(Natural language region descriptions)

+ + + + + + +

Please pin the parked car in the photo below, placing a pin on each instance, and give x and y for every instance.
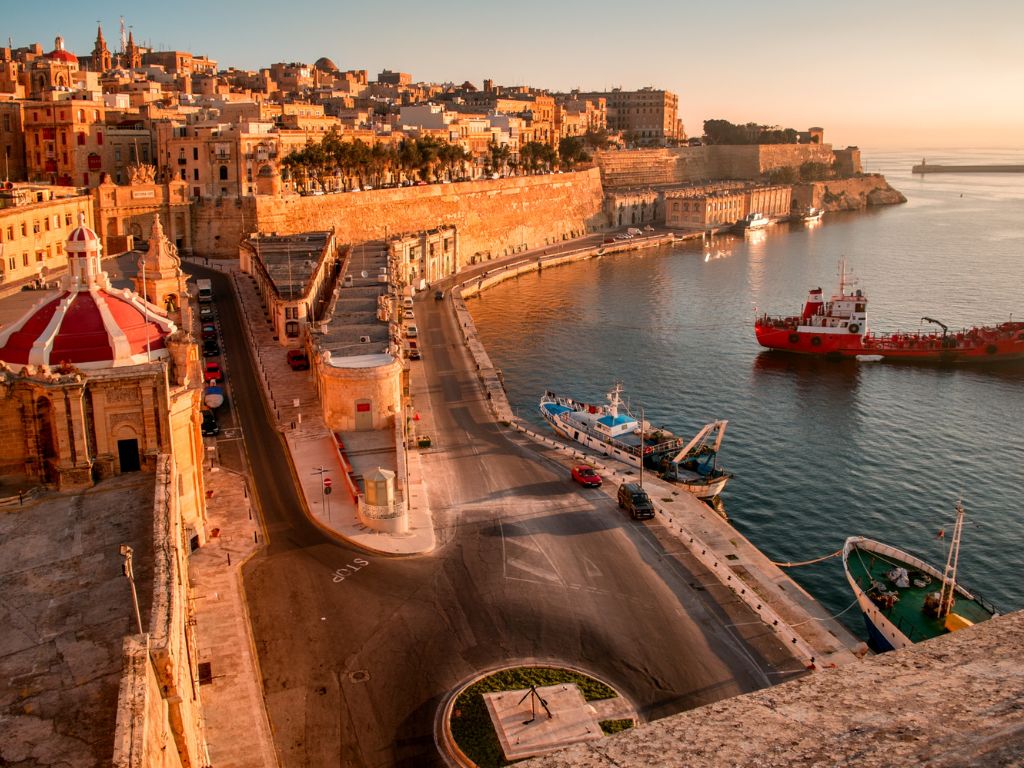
(297, 359)
(634, 499)
(586, 476)
(212, 372)
(210, 428)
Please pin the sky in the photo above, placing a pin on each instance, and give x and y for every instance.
(901, 74)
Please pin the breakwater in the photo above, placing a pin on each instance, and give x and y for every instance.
(925, 168)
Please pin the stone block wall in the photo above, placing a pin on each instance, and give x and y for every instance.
(684, 165)
(492, 217)
(847, 195)
(954, 700)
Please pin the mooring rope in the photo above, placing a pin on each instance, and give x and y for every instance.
(808, 562)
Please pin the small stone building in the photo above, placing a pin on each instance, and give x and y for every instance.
(95, 381)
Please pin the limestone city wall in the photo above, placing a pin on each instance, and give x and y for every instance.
(847, 195)
(493, 217)
(688, 164)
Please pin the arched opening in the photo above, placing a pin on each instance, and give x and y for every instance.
(46, 450)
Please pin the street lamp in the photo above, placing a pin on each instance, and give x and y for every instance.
(126, 552)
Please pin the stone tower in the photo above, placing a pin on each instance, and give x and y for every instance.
(160, 280)
(101, 59)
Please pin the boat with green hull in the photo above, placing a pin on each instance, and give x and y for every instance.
(904, 599)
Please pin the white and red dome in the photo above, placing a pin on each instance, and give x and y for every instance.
(59, 54)
(90, 325)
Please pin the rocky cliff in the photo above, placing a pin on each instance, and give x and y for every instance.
(847, 195)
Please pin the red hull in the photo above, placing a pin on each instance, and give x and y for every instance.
(1005, 342)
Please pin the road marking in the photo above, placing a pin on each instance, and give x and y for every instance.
(349, 569)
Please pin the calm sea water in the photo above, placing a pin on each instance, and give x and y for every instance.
(820, 450)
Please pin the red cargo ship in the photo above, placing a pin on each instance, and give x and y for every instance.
(839, 328)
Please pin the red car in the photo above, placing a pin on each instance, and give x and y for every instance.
(297, 359)
(213, 372)
(586, 476)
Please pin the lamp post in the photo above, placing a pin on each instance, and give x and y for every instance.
(322, 471)
(127, 552)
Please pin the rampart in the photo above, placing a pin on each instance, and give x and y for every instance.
(160, 720)
(847, 195)
(494, 217)
(683, 165)
(954, 700)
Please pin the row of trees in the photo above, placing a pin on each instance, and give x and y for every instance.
(334, 162)
(724, 132)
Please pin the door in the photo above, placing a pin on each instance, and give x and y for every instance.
(364, 416)
(128, 456)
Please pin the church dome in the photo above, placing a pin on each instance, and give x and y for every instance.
(59, 54)
(90, 325)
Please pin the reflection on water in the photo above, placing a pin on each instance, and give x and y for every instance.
(821, 449)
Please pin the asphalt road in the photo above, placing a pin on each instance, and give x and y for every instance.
(357, 650)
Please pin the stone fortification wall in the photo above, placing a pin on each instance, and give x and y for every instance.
(218, 226)
(160, 718)
(689, 164)
(954, 700)
(847, 195)
(492, 217)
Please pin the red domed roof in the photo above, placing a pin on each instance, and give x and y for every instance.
(62, 55)
(87, 329)
(59, 54)
(90, 324)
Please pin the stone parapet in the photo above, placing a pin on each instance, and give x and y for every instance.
(954, 700)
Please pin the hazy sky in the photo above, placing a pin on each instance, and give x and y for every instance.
(881, 75)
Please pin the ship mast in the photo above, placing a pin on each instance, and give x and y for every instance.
(947, 594)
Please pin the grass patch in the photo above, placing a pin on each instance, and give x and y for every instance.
(615, 726)
(471, 727)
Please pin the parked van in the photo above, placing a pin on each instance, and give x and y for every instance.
(205, 290)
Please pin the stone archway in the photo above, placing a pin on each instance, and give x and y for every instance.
(46, 448)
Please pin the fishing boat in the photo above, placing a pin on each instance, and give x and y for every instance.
(612, 430)
(808, 215)
(839, 328)
(904, 599)
(752, 221)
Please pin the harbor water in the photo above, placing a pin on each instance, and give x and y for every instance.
(821, 450)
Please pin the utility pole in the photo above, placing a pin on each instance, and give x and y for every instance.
(127, 552)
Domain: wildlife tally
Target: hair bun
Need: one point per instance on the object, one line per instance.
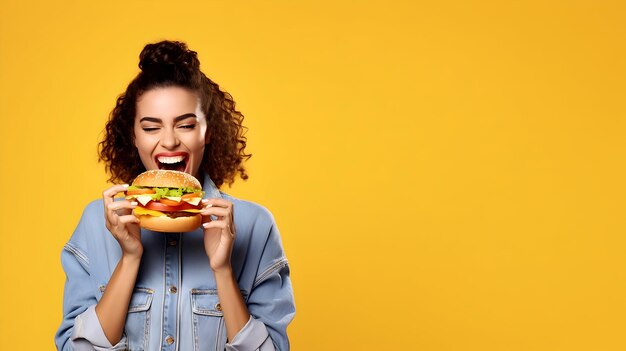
(168, 57)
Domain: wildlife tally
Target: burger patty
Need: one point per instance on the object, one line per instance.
(179, 214)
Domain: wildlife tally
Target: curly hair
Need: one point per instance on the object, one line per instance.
(165, 64)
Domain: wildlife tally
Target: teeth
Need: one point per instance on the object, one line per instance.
(172, 159)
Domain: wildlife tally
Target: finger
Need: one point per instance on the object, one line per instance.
(216, 211)
(216, 224)
(108, 194)
(128, 219)
(217, 202)
(120, 207)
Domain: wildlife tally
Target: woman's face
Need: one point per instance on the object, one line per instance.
(170, 130)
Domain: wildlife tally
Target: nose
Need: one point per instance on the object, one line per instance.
(169, 140)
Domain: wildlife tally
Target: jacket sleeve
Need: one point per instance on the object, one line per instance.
(271, 302)
(80, 328)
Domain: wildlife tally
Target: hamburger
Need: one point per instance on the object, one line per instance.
(167, 201)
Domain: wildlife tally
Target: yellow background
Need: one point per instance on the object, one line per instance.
(445, 175)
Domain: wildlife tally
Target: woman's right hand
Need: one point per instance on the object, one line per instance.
(121, 222)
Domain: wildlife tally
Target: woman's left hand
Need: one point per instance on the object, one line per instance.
(219, 235)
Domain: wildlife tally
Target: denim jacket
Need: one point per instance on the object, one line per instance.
(174, 305)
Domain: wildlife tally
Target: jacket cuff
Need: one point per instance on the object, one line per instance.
(253, 336)
(88, 333)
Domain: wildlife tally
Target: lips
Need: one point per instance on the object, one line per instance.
(173, 161)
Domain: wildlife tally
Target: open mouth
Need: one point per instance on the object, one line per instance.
(177, 162)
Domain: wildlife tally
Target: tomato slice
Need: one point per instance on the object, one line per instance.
(158, 206)
(169, 202)
(140, 192)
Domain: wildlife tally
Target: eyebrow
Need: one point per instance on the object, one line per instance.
(158, 120)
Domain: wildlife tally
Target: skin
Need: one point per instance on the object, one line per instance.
(164, 133)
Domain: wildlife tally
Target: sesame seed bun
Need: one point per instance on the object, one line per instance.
(164, 221)
(167, 179)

+ + + + + + +

The problem:
What you give back must be the data above, reproduced exactly and free of pictures.

Solution:
Please pin the parked car in the photo below, placing a pin on each instance, and give x and y for every instance.
(297, 359)
(634, 499)
(586, 476)
(212, 372)
(210, 428)
Please pin the sky in the photo above, placing a pin on each instance, and give x and y for every instance.
(901, 74)
Please pin the breakwater in the photo above, placing a pin on each instance, and give x and y for every instance.
(925, 168)
Please pin the stone block wall in the photo above, placing a pin on each instance, and give x and y for every instance.
(684, 165)
(492, 217)
(847, 195)
(954, 700)
Please pin the mooring rope in the photo above, placing a pin on each instance, and give x and y for every instance.
(808, 562)
Please pin the small stone building in the photo above, placing a pin on each instance, and give x and y for every instance.
(95, 381)
Please pin the limestone city wall in the photo above, placing a pin on each instance, and give x and y for every instance.
(847, 195)
(493, 217)
(688, 164)
Please pin the arched opening in the photo above, placing a pin on each instance, and give x and y for every instance.
(46, 450)
Please pin the street lamp in the photo above, placing a pin on each instance, and give x and y for every instance.
(126, 552)
Please pin the stone tower in the photo above, placing a pin on each instance, and give x and y for every instance.
(160, 280)
(101, 59)
Please pin the boat with green hull in the photo above, placing a pin on each instance, and give x and y for every instance.
(904, 599)
Please pin the white and red dome in the photo above, placing a pin on each instance, and give x and y for every instance.
(59, 54)
(90, 325)
Please pin the rocky cliff in the photo above, placing a pin on each instance, and give x and y for every instance.
(847, 195)
Please pin the red hull in the photo above, placing a pin on each instance, and give x and y for every instance.
(1005, 342)
Please pin the road marking in the photo above, placing a pin on each instance, and give x and y for every instance.
(349, 569)
Please pin the calm sea water in the photo above, placing a pin on each instance, and give x and y for every instance.
(820, 450)
Please pin the red cargo ship in the photo above, placing a pin on each instance, and give x and y for every instance.
(839, 328)
Please pin the red car in the photo above, placing a pin on each instance, and give x and y for every instance.
(297, 359)
(213, 372)
(586, 476)
Please pin the lamp post in the photo above, placing a pin on each instance, and give x and y for every instance.
(322, 471)
(127, 552)
Please pin the rampart in the photo above, placing a pin on each instance, and give x and y for every instance.
(160, 720)
(847, 195)
(494, 217)
(683, 165)
(954, 700)
Please pin the row of trees in the photo above, placing a pin on each instance, and give x and y for every instance.
(334, 162)
(724, 132)
Please pin the door in the photo above, placing a pin on each instance, and give x and y for every instance.
(364, 416)
(128, 456)
Please pin the church dome in the photo above, placing a pin on each instance, and give x and y for every instance.
(59, 54)
(90, 325)
Please pin the reflection on water in the photo above, placing a pin on each instance, and give x and y for every instance.
(821, 449)
Please pin the asphalt road in the photo above, placing a pin on each instance, and give x and y for every instance.
(357, 650)
Please pin the stone fortification wall in the photo above, placing a pin on each instance, and give x and y for every instance.
(218, 226)
(160, 718)
(689, 164)
(954, 700)
(847, 195)
(492, 217)
Please pin the red domed roof in the photo above, placing a pin on each instance, and give x and y for every instance.
(62, 55)
(87, 329)
(59, 54)
(90, 324)
Please pin the stone parapet in the photo above, placing a pin on each instance, and give x and y for every instance.
(954, 700)
Please pin the hazy sky in the photo above, placing a pin on each instance, and give x and y for every instance.
(881, 75)
Please pin the ship mast in the photo above, placing a pin on each instance, and give x and y for every instance.
(947, 594)
Please pin the grass patch in the photo above, placing a pin on each instance, and give x and y for every instance.
(615, 726)
(471, 727)
Please pin the parked van in the photo above, placing a pin on each instance, and give x and y for every instance.
(205, 290)
Please pin the stone archway in the photo above, placing a pin on each instance, and give x and y for every instance.
(46, 448)
Please pin the fishing boat in the photo above, placing a pin on each instance, and give x and y for every instance.
(612, 430)
(808, 215)
(839, 328)
(904, 599)
(752, 221)
Please pin the harbor water in the photo above, placing a pin on each instance, and give x and y for every instance.
(821, 450)
Please pin the utility pole in the photo above, placing a pin on each instance, and give x and y for every instance.
(127, 552)
Domain: wildlife tally
Target: hair bun
Need: one point per instance on the object, one line per instance.
(168, 57)
Domain: wildlife tally
Target: burger patty
Need: one point per instance on the object, one line per instance.
(179, 214)
Domain: wildlife tally
Target: curly hair
Need: one point per instance on the object, one line per instance.
(165, 64)
Domain: wildlife tally
Target: teeth
Need: one point per instance on the object, one line per instance.
(172, 159)
Domain: wildlife tally
Target: finger
Need: one point per instance on the object, one line per instance.
(216, 211)
(216, 224)
(108, 194)
(128, 219)
(217, 202)
(120, 207)
Domain: wildlife tally
Target: woman's face
Need: one point per instance on the object, one line per instance.
(170, 130)
Domain: wildlife tally
Target: nose
Need: one point per instance on the object, one line per instance.
(169, 140)
Domain: wildlife tally
Target: jacket sleeve
Need: one point per instance on the object, one line per instance.
(271, 302)
(80, 328)
Domain: wildlife tally
Target: hamburger
Need: one point per instance on the object, one line per instance.
(167, 201)
Domain: wildlife tally
Target: yellow background
Need: one point per instance on the object, one line per instance.
(445, 175)
Domain: wildlife tally
Target: woman's right hand
Need: one point per instance on the object, one line per instance.
(121, 222)
Domain: wildlife tally
Target: woman's left hand
Need: one point per instance on the object, one line per instance.
(219, 235)
Domain: wildlife tally
Target: denim jacket
Need: one point per instance on the object, one line per instance.
(174, 305)
Domain: wildlife tally
Target: jacket cuff
Need: one point per instance on the object, one line per instance.
(253, 336)
(88, 333)
Domain: wildlife tally
Target: lips
Need: one point per instance on the object, one line per instance.
(173, 161)
Domain: wildlife tally
Target: open mouth
Need: one point per instance on the object, one line per instance.
(177, 162)
Domain: wildlife tally
Target: tomato slice
Need: one point per instance on the object, one line per instance.
(158, 206)
(169, 202)
(140, 192)
Domain: wildlife tally
Target: eyebrow
Need: one point per instance on the object, one line per instance.
(158, 120)
Domain: wildlife tally
Target: skin
Need: one point per instance on the object, one line per instance.
(164, 133)
Domain: wildlife tally
Target: sesame seed bun
Need: one point per instance on the object, one line per instance.
(164, 221)
(167, 179)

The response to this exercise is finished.